-- EXERCISE DIRECTIONS --
Each entry should be returned exactly as written, with no pictures carried over.

▶

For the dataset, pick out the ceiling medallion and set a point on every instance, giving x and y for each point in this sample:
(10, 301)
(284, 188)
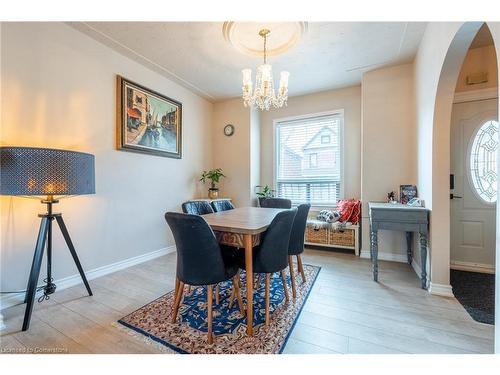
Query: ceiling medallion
(264, 96)
(241, 36)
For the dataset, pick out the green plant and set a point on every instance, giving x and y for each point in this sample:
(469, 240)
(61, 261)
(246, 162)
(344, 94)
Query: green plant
(213, 175)
(265, 191)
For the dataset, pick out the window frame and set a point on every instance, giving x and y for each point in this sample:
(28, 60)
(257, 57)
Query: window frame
(336, 112)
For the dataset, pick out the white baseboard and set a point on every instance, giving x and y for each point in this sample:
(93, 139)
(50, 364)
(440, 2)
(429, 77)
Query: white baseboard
(392, 257)
(440, 290)
(472, 267)
(9, 300)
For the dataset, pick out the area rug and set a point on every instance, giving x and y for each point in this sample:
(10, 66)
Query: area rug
(476, 292)
(189, 333)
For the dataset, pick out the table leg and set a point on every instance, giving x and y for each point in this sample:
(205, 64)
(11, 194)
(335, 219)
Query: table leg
(374, 247)
(423, 258)
(408, 246)
(247, 240)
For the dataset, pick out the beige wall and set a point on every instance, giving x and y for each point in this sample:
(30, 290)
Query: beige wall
(388, 147)
(233, 154)
(348, 99)
(478, 60)
(58, 89)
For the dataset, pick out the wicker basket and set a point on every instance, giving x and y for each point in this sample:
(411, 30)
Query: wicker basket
(317, 235)
(342, 237)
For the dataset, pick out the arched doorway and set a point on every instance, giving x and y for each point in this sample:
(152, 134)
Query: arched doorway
(434, 119)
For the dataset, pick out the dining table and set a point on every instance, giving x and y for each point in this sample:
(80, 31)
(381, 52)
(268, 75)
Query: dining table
(242, 228)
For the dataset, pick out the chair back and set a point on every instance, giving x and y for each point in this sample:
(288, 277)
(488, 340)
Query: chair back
(199, 257)
(297, 235)
(276, 203)
(273, 253)
(197, 208)
(222, 205)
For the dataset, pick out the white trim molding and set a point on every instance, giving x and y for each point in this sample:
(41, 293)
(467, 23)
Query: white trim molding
(441, 290)
(475, 95)
(67, 282)
(472, 267)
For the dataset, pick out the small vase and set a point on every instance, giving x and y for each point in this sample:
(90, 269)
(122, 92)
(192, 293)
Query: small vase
(213, 193)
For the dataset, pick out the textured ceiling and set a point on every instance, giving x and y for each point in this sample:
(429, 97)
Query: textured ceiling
(196, 54)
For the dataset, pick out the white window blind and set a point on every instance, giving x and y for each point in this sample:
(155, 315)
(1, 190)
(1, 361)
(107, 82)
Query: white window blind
(309, 159)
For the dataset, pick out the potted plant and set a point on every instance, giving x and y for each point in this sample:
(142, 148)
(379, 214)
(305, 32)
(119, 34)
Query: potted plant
(264, 193)
(214, 176)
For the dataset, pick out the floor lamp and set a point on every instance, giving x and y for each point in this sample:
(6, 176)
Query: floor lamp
(50, 173)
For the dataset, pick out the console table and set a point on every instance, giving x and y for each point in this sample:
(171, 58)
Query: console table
(399, 217)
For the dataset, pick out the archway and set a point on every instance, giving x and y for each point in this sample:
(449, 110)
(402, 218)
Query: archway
(440, 120)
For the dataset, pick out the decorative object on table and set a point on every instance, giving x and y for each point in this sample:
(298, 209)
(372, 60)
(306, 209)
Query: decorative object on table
(415, 202)
(264, 192)
(188, 334)
(30, 171)
(148, 122)
(264, 96)
(214, 176)
(399, 217)
(391, 197)
(228, 130)
(328, 216)
(407, 192)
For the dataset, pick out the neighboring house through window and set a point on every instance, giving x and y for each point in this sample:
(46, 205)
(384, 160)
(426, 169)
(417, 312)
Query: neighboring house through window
(308, 158)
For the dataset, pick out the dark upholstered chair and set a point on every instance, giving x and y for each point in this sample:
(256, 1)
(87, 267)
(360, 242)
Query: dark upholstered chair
(296, 245)
(197, 208)
(222, 205)
(200, 260)
(276, 203)
(272, 254)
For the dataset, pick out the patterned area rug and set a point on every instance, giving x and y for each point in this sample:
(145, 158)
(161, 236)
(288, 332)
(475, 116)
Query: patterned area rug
(476, 292)
(189, 333)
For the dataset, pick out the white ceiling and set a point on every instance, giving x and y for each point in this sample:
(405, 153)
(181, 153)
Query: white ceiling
(195, 54)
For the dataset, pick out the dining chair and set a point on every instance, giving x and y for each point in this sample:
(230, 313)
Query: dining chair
(296, 245)
(197, 208)
(222, 205)
(200, 261)
(272, 254)
(276, 203)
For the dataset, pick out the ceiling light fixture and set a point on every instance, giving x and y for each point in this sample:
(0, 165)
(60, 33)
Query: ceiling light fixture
(264, 96)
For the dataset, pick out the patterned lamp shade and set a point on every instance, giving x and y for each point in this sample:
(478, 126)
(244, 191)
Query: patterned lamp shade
(44, 171)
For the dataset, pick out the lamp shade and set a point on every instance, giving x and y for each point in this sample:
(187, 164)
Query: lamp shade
(45, 171)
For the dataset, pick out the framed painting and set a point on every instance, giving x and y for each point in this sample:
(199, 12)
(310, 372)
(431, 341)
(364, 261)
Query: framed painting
(148, 122)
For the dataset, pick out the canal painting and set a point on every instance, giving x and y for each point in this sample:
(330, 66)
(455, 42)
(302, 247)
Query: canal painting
(149, 122)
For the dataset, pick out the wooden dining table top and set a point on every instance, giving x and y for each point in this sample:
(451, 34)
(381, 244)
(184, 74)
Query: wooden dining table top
(247, 220)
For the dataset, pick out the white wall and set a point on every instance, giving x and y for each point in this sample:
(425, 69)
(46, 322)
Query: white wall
(388, 147)
(348, 99)
(58, 90)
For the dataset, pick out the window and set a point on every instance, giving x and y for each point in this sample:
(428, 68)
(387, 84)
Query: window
(313, 160)
(483, 161)
(309, 158)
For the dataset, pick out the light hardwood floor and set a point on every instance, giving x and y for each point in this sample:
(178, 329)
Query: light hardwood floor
(346, 313)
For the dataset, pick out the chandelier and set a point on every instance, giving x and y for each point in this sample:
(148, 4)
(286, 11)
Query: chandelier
(264, 96)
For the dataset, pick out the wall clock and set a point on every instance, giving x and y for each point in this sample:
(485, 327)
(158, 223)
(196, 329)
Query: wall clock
(229, 130)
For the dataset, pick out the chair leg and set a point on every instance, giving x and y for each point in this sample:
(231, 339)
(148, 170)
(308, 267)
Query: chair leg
(209, 314)
(292, 276)
(283, 279)
(268, 279)
(176, 286)
(237, 292)
(178, 297)
(301, 268)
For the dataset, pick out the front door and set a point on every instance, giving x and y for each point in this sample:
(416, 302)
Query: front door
(474, 148)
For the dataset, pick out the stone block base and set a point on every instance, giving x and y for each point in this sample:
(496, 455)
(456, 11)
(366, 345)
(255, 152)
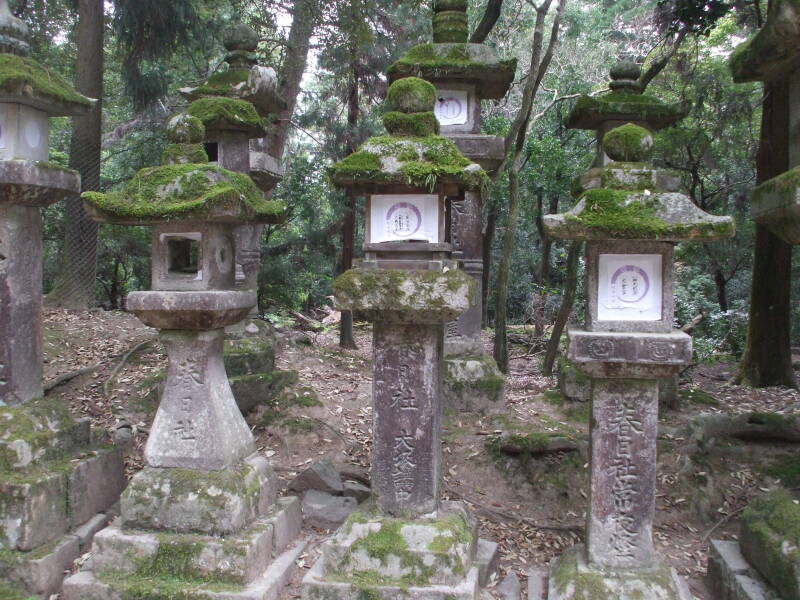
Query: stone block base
(473, 384)
(203, 502)
(40, 573)
(431, 557)
(268, 585)
(730, 576)
(252, 565)
(571, 578)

◀

-- RESPONSE AREA --
For the dataset, pick out the ceiling medallion and set a point on every instance, giving x and y for each point in this sample:
(10, 301)
(284, 188)
Query: ceiling medallion
(264, 96)
(241, 36)
For the dataset, pick out the green plant and set a point on every instance, giving x and y for each point in this sample:
(469, 240)
(61, 261)
(246, 162)
(344, 94)
Query: green plant
(213, 175)
(265, 191)
For the dataset, pick out the window frame and set a point on every instance, giving x and y for each point in this sample:
(28, 60)
(257, 57)
Query: window frame
(336, 112)
For the dataset, pick out the white baseboard and set a point on every instance, giving x and y for each point in this sample:
(93, 139)
(50, 364)
(440, 2)
(429, 77)
Query: white baseboard
(392, 257)
(440, 290)
(472, 267)
(9, 300)
For the dataset, pick out the area rug and set a point on every instance, giving x and y for each point in this sample:
(10, 66)
Query: area rug
(476, 292)
(189, 333)
For the dataset, pick out the table leg and set a point on every instance, giving x and y for each point in this sample:
(205, 64)
(11, 194)
(335, 219)
Query: table leg
(374, 247)
(423, 258)
(408, 246)
(247, 240)
For the dataset, pick out the beige wall and set a point on every instance, giving x and y for each point in this sample:
(30, 290)
Query: beige wall
(388, 147)
(233, 154)
(348, 99)
(478, 60)
(58, 89)
For the dataset, pick out the wicker basket and set a point on every instance, giving x and y for each point in this sample:
(411, 30)
Query: wicker basket
(317, 235)
(342, 237)
For the dataset, pick out the arched doorway and set a point on every instance, giving x and y for each point in this sample:
(152, 134)
Query: arched doorway
(434, 119)
For the dataset, pick out the dining table and set a point on every instance, giving x and y for each point in this sample:
(80, 31)
(381, 52)
(268, 75)
Query: dining table
(242, 228)
For the dataset, pick out the chair back and set a point on every instance, giving x and y for each point in this sample:
(288, 277)
(488, 340)
Query: chair back
(199, 257)
(297, 235)
(276, 203)
(273, 253)
(197, 208)
(222, 205)
For the dataset, pick out the white trim molding and set a point on every instance, giving x and y for each point in this sample:
(41, 293)
(467, 23)
Query: white trim molding
(441, 290)
(475, 95)
(67, 282)
(472, 267)
For the dataset, pick out the small vase and set a point on every instance, giving x and y for each point in this sample:
(90, 269)
(122, 92)
(192, 293)
Query: small vase
(213, 193)
For the dataset, pick out the textured ceiling and set a point on every instance, giving x and y for each point in this sample:
(429, 97)
Query: textured ceiling
(196, 54)
For the dataset, pick out the white window blind and set a point on every instance, giving x and y for each point in this sample:
(155, 315)
(1, 190)
(1, 361)
(107, 82)
Query: white window blind
(309, 159)
For the dataset, pick out the potted plant and set a point on every instance, giving x and y for each point in this sample:
(142, 148)
(379, 214)
(305, 32)
(119, 34)
Query: potted plant
(264, 193)
(214, 176)
For the dataset, pick out the floor lamp and set a point on every instance, giving x and y for each point in this sample:
(6, 176)
Query: floor lamp
(50, 173)
For the dataset, pick out the console table and set a point on every instance, giving x and y for each point in this sample:
(171, 58)
Query: console table
(399, 217)
For the dataset, pick out the archway and set a point on every instance, giving x and y for each point in this sample:
(449, 110)
(402, 218)
Query: archway
(440, 120)
For the dataset, pick out the decorative object on table and set a point on every instance, giving x and y for each point in this sample:
(298, 209)
(372, 60)
(306, 209)
Query: decorative object on table
(415, 202)
(264, 192)
(188, 334)
(30, 171)
(148, 122)
(264, 96)
(214, 176)
(399, 217)
(391, 197)
(228, 130)
(328, 216)
(407, 192)
For the dataset, pick out the neighboring house through window and set a point on every instance, giving x and y for each point in this sample:
(46, 205)
(384, 160)
(426, 169)
(417, 312)
Query: neighboring house through window
(308, 158)
For the dataset, pick out the dark upholstered chair and set a point on every instance, giving x and y for each point in this sample:
(256, 1)
(87, 267)
(360, 242)
Query: dark upholstered chair
(296, 245)
(197, 208)
(222, 205)
(200, 260)
(276, 203)
(272, 254)
For the dataset, pick out the patterned area rug and set a point on every instance, giving x and y for each point in this sample:
(145, 158)
(161, 236)
(288, 332)
(475, 116)
Query: patterned area rug
(476, 292)
(189, 333)
For the dataset, pick out the white ceiling and set a point on every instance, giving x and y for each point in this sample:
(405, 153)
(181, 153)
Query: white ceiling
(195, 54)
For the dataset, pick out the dining chair and set a point on every instance, giving x and y for each point in this sample:
(230, 313)
Query: dining chair
(296, 245)
(197, 208)
(222, 205)
(200, 261)
(272, 254)
(276, 203)
For the dataset, pick out the ceiling light fixture and set a point on every instance, giving x and y for each point in this sample:
(0, 165)
(60, 33)
Query: ceiling light fixture
(264, 96)
For the dataset, pick out the patterned lamp shade and set a point on every instance, giving x and y for each point in this sample:
(478, 126)
(244, 191)
Query: patterned lamp shade
(44, 171)
For the dataset, pick out the lamp shade and set a point on every instance, giving x and y for each point in this sample:
(187, 164)
Query: lamp shade
(45, 171)
For the dataset, pick out the framed painting and set a point on every instance, giving x and y for each point in this sample:
(199, 12)
(310, 372)
(431, 341)
(364, 261)
Query: framed painting
(148, 122)
For the dataset, pick out the canal painting and set a point on every instance, giving x and y for each point in this sample:
(330, 66)
(455, 42)
(302, 247)
Query: canal painting
(149, 122)
For the dataset, pick out the wooden dining table top and set a point on every instance, giving x and y for each point in this sample:
(451, 34)
(381, 244)
(184, 74)
Query: wooden dining table top
(247, 220)
For the dataset, pick out the white wall and set a point on every instance, giving x and y for each point in this sample:
(425, 69)
(46, 322)
Query: white wall
(388, 147)
(348, 99)
(58, 90)
For the dataset, pick out the window and set a point on every instance, giving x and y for each point in this sample:
(428, 68)
(387, 84)
Query: window
(313, 160)
(483, 161)
(309, 158)
For the dataset, pick out the light hardwood floor and set a point on every instance, giving x and y for each point in this sample:
(178, 329)
Query: light hardwood floor
(346, 313)
For the dataset, pick out the chandelier and set a point on every instance, giving x and y for each point in this sample:
(148, 4)
(286, 11)
Query: chandelier
(264, 96)
For the dataset, pick out the wall clock and set a point on every instance, giving x and y for each point in this sample:
(485, 327)
(158, 223)
(196, 329)
Query: wall clock
(229, 130)
For the dataset, pick out the chair leg and set a point on every instance, giving x and y for each point in this sample:
(231, 339)
(148, 170)
(308, 267)
Query: chair leg
(209, 314)
(292, 276)
(283, 279)
(268, 279)
(176, 286)
(237, 292)
(178, 297)
(301, 268)
For the dataset, pick out the front door and set a point on every instance, giving x and y for each point in this sample:
(416, 302)
Query: front door
(474, 148)
For the dataset, pick out the stone block base and set a point on every instance, giving x and y for each point in this sample:
(496, 455)
(456, 11)
(366, 345)
(255, 152)
Query: stone block base
(473, 384)
(203, 502)
(40, 573)
(431, 557)
(268, 585)
(730, 576)
(252, 565)
(571, 578)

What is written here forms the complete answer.